> EXTRACTED TEXT:
-=-=-

In reality, the imbalanced pricing dynamics described above form a price control mechanism. The primary referee of the health policy, the federal government, is also an active participant in the health care arena—primarily in the role of payer. No surprise, then, that the pricing mechanism favors lower prices. But is it ever that easy?
Price controls have been around for centuries, have been intensively studied by economists, and often persist because the public does not recognize the connection between price controls and the problems that they create. Potential consequences include waiting lines (as in the 1970s gasoline crisis), quality deterioration, black markets, and rationing (as with joint replacement surgery in Canada). We can find examples of almost all of these consequences in the generic drug shortage. “Gray markets” have emerged. Our patients have been placed in waiting lines through treatment delays. Rationing has occurred by forcing allocation decisions for available generics based on who needs the drug “the most.” FDA regulation may have mitigated quality deterioration, but mandated upgrades to production facilities may be encouraging manufacturers to drop out of the low-margin business of generics.

-=-=-

> EXCERPTED RECORDS:
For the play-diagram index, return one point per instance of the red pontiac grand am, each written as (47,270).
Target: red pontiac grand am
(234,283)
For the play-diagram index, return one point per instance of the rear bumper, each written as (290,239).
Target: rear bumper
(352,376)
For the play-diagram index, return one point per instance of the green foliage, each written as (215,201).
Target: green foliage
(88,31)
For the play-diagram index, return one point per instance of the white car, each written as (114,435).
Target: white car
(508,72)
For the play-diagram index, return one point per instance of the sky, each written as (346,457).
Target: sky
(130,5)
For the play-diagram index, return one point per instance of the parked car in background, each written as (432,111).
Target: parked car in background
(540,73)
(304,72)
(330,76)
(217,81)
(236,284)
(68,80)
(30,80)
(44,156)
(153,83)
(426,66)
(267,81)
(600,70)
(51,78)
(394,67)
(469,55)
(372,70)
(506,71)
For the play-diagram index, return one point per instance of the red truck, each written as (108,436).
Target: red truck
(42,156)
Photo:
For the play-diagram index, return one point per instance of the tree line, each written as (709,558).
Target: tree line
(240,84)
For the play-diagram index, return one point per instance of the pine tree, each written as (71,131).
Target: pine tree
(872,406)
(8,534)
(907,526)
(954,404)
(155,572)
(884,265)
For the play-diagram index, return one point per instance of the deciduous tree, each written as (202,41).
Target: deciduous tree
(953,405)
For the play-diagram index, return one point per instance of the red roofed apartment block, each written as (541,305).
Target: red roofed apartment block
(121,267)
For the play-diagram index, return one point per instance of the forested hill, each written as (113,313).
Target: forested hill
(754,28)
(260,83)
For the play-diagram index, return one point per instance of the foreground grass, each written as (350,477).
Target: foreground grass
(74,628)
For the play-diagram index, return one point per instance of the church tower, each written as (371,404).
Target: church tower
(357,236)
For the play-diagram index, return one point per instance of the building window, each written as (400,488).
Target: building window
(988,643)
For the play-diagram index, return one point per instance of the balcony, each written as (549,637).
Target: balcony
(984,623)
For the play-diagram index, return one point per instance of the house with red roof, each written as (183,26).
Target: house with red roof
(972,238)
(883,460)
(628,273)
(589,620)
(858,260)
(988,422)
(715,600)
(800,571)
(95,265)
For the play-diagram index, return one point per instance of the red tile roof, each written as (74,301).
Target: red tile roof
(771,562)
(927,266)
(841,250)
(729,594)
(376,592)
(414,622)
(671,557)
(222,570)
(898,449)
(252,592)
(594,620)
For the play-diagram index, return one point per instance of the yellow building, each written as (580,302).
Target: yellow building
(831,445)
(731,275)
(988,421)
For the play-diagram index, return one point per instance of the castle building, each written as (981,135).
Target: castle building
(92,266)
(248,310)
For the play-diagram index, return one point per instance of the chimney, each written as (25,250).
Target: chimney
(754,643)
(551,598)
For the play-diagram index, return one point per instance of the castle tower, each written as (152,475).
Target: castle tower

-=-=-

> INSTRUCTIONS TO FOLLOW: Continue the text on price controls and the generic drug shortage from its last sentence onward. The data here is unrelated to the text on generic drug price controls.

> WRITTEN ANSWER:
Generic drugs account for less than 2% of spending on oncology pharmaceuticals. These drugs were already inexpensive; we have made them too inexpensive. Manufacturers have to design rational business plans, and the current pricing dynamics do not support the production of enough supply. Also, it is at least possible that the ASP system may inadvertently increase the price of oncology drugs overall. Currently, there is no price control mechanism for the initial price of a drug. Faced with limited capacity to raise prices in the future, the current ASP system may encourage higher pricing of branded products when they first come to market. Price controls have also been known to fail.
Just as multiple causes of the generic drug shortage have been postulated, various solutions have been proposed. These solutions have gone as far as government stockpiling or manufacturing of generics. Other proposals include requiring redundancy in production capacity, requiring manufacturers to determine projections for product demand as well as plans to meet this demand, and extending the expiration date of a drug in short supply. While lawmakers on Capitol Hill are seemingly focused on this issue, I suspect that this is because many of them either instinctively or objectively understand that they are part of the problem. President Obama’s recent executive orders (1) instruct the FDA to broaden reporting of potential shortages by manufacturers, (2) accelerate the review process for companies that would like to begin production of generics, and (3) improve reporting of collusion or price gouging to the Justice Department. This has the classic appearance of politicians first trying to look like they are “doing something.” These measures alone will be insufficient and possibly even counterproductive.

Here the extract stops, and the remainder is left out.